Word for word, restate the lines of the data below between those holding "of the setting" and "Target: setting sun", inclusive; pictures do not belong in the copy.

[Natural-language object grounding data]
+ + + +
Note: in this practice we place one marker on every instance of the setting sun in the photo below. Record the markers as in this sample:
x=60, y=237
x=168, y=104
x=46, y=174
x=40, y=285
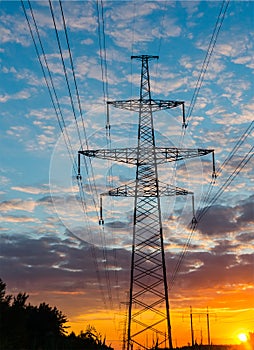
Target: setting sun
+ + + +
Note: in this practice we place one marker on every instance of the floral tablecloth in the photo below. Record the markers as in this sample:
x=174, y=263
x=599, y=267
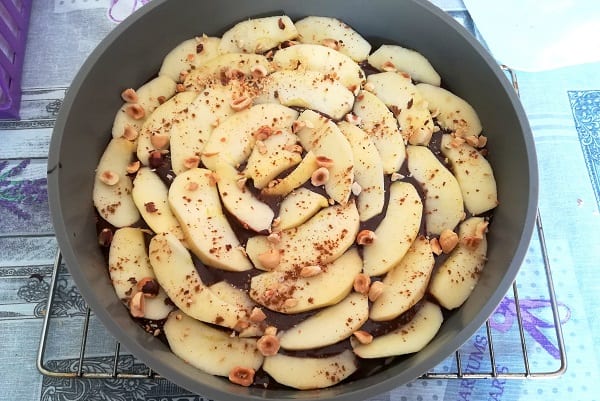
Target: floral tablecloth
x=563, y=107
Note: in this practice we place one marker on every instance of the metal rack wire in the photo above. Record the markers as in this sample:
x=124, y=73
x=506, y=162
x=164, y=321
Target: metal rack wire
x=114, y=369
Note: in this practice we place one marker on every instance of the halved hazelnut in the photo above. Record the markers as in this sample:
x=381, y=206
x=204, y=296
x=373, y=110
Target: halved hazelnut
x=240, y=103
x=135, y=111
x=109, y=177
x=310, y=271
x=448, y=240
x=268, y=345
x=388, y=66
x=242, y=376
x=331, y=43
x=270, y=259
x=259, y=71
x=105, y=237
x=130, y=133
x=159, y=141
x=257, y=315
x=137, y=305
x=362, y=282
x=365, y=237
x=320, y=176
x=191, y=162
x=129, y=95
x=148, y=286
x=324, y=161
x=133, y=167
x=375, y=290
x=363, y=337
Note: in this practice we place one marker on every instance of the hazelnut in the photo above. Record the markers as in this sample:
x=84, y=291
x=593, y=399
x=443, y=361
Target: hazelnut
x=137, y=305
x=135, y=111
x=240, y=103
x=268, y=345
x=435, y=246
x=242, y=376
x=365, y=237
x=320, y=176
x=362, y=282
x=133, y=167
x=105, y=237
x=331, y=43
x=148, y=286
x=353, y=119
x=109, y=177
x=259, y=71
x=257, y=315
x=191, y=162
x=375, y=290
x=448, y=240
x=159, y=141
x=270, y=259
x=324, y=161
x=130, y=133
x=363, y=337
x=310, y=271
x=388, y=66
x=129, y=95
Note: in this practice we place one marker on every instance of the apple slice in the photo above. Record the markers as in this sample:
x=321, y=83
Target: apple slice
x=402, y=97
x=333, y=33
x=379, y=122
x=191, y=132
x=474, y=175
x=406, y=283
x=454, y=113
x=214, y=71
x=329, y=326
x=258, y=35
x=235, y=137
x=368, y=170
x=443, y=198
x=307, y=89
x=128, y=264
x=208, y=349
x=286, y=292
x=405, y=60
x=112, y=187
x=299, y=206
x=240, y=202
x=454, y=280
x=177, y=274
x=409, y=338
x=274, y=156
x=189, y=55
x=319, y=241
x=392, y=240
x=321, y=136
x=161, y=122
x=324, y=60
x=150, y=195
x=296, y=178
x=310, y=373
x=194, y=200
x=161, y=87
+ + + +
# Task result
Note: in this practice we place one marker on every instance of the setting sun in the photo below. Record the markers as in this sample:
x=60, y=237
x=168, y=104
x=46, y=174
x=40, y=285
Target: setting sun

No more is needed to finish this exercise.